* **TAREFAS**:
1 > No texto sobre arte e literatura, em que lugar Eduardo Kobra pintou Pavarotti?
2 > Escreva a continuação do texto sobre arte e literatura, começando logo depois da última frase.
#### TRECHO DO DOCUMENTO ####
Com maestria e sensibilidade, a criação artística e literária nos fazem voar por cenários de emoção e reflexão. (Foto: Divulgação) ***CLIQUE PARA AMPLIAR FOTO

Publicado em 04/10/2024

Arte e literatura têm a força das cores e da emoção. Arte e literatura não sabem o que são grades. Nada poderá trancá-las porque como pássaros elas poderão voar da Itália à Argentina em voos que nos deixam perplexos e felizes com construções que notificam talento e inteligência e nos emocionam com o ineditismo de suas asas em construções metafóricas coloridas e urgentes.

          A arte de cores que o artista Eduardo Kobra manifestou na Itália apontou mais uma vez o seu talento. Foi em San Pietro Magisano na Calábria (Itália) que ele pintou Pavarotti na lateral da casa de uma idosa. Mas, pintar Pavarotti vai além de uma imagem: um tenor como Pavarotti precisa de algo mais explícito, mais expressivo para indicar que além de sua pessoa há uma voz encantada... Foi assim que a arte abraçou a metáfora na construção de pássaros saindo da boca do cantor. Quando perguntado pelos pássaros, Kobra disse “que são inspirados em espécies brasileiras e simbolizam seu legado, a sua música que até hoje ecoa, livre e bela, em todo o mundo”. É claro que o artista poderia usar notas musicais, mas não seria uma metáfora viva. Ele preferiu pássaros para indicar a qualidade do tenor, a vida do tenor; sua marca, sua identidade feito asas. O voo do artista na antiga Itália revela música e poesia. Uma orquestra para os olhos.

          Do mesmo modo fez Schweblin no que se refere à literatura: emoção que nos leva a nocaute como disse Julio Cortázar “no embate que se trava entre um texto apaixonante e o leitor, o romance ganha sempre por pontos, enquanto o conto deve vencer por nocaute”. Exatamente! O conto “Pássaros na boca” de Samanta Schweblin afeta nossos sentidos e nos deixa completamente desamparados diante de uma metáfora em forma de pássaros. A personagem Silvia sofreu ao descobrir o alimento que sua filha preferia e não teve como esconder isso do ex-marido: “Sua filha tem sérios problemas. Você vai dizer que estou exagerando, que sou uma louca, todo esse papo, porém não temos tempo para isso. Venha até minha casa agora mesmo e vai ver com seus próprios olhos”.
#### SEÇÃO DE DADOS ####
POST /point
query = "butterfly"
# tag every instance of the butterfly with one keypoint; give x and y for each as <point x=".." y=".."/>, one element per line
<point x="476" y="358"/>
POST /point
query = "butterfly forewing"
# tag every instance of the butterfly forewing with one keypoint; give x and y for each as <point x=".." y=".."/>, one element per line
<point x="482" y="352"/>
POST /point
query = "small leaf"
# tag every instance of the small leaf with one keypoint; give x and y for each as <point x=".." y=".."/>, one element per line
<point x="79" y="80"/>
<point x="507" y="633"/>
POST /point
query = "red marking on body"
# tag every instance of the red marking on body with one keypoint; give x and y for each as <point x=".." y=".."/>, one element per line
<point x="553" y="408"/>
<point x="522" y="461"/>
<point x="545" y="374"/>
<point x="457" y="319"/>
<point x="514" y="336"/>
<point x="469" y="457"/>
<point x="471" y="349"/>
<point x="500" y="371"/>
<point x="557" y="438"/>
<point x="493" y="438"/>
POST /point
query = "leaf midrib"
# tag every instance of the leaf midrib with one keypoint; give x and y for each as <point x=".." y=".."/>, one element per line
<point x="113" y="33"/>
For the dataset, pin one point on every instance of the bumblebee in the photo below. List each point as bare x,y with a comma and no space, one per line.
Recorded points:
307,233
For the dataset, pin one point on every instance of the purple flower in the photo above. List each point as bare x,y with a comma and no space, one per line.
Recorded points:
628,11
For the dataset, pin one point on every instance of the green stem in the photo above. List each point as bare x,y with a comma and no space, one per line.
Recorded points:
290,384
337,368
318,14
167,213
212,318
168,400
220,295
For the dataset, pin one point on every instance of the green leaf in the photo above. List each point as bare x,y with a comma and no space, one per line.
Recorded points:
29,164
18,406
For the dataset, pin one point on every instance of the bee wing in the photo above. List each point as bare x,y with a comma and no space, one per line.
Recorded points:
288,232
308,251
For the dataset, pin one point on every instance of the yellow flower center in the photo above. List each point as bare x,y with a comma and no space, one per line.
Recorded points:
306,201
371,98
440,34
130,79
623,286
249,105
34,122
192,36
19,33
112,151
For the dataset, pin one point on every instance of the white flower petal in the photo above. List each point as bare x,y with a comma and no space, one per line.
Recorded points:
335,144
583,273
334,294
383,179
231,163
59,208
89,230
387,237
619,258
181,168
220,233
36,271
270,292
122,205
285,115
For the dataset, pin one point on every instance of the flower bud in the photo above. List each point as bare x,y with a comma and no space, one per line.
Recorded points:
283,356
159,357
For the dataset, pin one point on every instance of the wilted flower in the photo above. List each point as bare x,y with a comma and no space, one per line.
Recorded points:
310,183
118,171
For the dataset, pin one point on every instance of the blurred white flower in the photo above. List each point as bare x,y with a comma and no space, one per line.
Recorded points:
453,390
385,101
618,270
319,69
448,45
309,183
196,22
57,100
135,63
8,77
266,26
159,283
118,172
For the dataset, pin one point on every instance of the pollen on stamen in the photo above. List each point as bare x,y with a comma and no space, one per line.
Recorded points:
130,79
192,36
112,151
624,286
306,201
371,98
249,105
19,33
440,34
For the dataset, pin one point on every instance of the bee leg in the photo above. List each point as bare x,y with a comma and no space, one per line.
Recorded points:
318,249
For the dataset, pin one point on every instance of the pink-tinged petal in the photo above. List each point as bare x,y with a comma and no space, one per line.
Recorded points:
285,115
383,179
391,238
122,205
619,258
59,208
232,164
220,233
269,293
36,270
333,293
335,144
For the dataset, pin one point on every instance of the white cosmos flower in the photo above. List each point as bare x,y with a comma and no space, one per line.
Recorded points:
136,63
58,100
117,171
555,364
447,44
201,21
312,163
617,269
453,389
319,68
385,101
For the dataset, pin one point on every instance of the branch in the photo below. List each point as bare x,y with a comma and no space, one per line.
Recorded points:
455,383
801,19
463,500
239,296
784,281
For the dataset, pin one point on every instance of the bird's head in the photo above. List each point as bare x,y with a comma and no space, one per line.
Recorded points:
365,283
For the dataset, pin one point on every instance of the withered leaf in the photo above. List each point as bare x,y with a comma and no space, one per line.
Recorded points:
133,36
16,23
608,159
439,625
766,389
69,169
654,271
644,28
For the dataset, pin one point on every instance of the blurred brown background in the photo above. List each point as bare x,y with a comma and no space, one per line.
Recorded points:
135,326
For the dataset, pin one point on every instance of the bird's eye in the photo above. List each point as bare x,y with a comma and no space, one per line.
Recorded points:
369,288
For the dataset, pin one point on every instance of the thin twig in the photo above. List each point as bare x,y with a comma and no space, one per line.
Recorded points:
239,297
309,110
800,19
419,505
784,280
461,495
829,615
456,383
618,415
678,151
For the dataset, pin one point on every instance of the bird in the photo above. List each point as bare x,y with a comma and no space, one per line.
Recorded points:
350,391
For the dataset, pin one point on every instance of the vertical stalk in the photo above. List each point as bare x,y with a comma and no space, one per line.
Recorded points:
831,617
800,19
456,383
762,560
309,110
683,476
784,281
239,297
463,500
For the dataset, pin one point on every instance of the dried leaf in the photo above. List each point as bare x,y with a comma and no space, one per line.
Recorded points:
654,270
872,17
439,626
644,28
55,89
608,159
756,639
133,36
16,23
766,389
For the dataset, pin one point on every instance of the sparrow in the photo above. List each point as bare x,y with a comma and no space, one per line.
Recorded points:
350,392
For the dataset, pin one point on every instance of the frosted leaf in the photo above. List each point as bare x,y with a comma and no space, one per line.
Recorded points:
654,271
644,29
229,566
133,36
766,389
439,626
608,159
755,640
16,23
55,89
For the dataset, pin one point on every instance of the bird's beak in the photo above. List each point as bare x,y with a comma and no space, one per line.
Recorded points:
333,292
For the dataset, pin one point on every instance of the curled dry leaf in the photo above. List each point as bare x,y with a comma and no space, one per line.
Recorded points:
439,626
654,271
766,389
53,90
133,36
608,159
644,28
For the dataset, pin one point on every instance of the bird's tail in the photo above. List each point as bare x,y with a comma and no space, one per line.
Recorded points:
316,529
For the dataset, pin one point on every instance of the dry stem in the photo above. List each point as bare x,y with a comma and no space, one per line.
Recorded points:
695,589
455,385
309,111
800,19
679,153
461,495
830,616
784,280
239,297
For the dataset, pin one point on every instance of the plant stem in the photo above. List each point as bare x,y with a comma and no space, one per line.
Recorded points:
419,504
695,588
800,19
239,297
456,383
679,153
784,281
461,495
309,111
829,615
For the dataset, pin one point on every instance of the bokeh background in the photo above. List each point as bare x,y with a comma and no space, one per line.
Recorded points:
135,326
####
* **RESPOSTAS**:
1 > Em San Pietro Magisano, na Calábria (Itália), na lateral da casa de uma idosa.

2 >
          Ela estava sofrendo e precisava compartilhar o sofrimento com o pai da garota. Questões familiares... quem não têm?!... O problema de Silvia era referente à estranha alimentação da filha: “Quando Sara se virou para nós o pássaro tinha sumido. Sua boca, o nariz, o queixo e as duas mãos estavam cheios de sangue”. Foi depois desta demonstração que Sílvia entregou a filha ao ex-marido. Mas, esse problema da personagem é uma metáfora e o leitor vai se identificar com a situação do personagem Martín e vai entendê-lo quando ele raciocina: “Pensei em coisas acerca de pessoas que comem pessoas, então comer pássaros vivos não pareceu tão ruim. E também que, num ponto de vista natureba, era mais saudável que usar drogas, e, do ponto de vista social, mais fácil de disfarçar que uma gravidez aos treze”. O modo como ele maquia o problema é tão doloroso que não conseguimos fechar o livro e seguir para o próximo conto... ficamos com ele, concordamos com ele e também sofremos com esta ficção de nocaute que, embora lona, deleite!...

          A arte do Kobra e a literatura da Schweblin concedem-nos momentos de prazer e de reflexão quando temos os sentidos despertados pelo belo e ficamos assim... com água na boca diante da arquitetura das cores e das palavras.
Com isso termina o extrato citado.